[YOUR OBJECTIVE] Translate this sentence from the timing optimization excerpt into Spanish: "To reduce the hold violations buffers are inserted to add delay on data paths."

Buffers are inserted in the design to drive a load that is too large for a logic cell to efficiently drive.
If the net is too long then the net is broken and buffers are inserted to improve the transition which will ultimately improve the timing on data path and reduce the setup violation.
To reduce the hold violations buffers are inserted to add delay on data paths.

5. Cell Sizing

Cell sizing is the process of assigning a drive strength for a specific cell in the library to a cell instance in the design.If there is a low drive strength cell in the timing critical path then this cell is replaced by higher drive strength cell to reduce the timing violation.

6. Cloning :

Cell cloning is a method of optimization that decreases the load of a very heavily loaded cell by replicating the cell. Replication is done by connecting an identical cell to the same inputs as the original cell.Cloning clones the cell to divide the fanout load to improve the timing.

7. Logic Restructuring

Logic restructuring means to rearrange logic to meet timing constraints on critical paths of design.

Advanced OCV

What is Advanced OCV -

AOCV uses intelligent techniques for context specific derating instead of a single global derate value, thus reducing the excessive design margins and leading to fewer timing violations. This represents a more realistic and practical method of margining, alleviating the concerns of overdesign, reduced design performance, and longer timing closure cycles.

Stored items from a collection
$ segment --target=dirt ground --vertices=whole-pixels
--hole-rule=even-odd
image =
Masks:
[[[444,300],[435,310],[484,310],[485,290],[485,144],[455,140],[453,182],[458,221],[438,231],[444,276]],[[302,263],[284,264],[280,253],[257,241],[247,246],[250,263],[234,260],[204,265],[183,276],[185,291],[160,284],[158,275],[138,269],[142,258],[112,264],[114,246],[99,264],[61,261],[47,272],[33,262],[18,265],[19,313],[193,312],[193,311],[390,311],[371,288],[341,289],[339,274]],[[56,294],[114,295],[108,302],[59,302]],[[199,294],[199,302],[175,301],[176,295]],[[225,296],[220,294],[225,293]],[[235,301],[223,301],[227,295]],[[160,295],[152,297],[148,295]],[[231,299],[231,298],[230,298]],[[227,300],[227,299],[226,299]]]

[ANSWER TO THIS TASK] Para reducir las violaciones de hold, se insertan buffers para añadir retardo en las rutas de datos.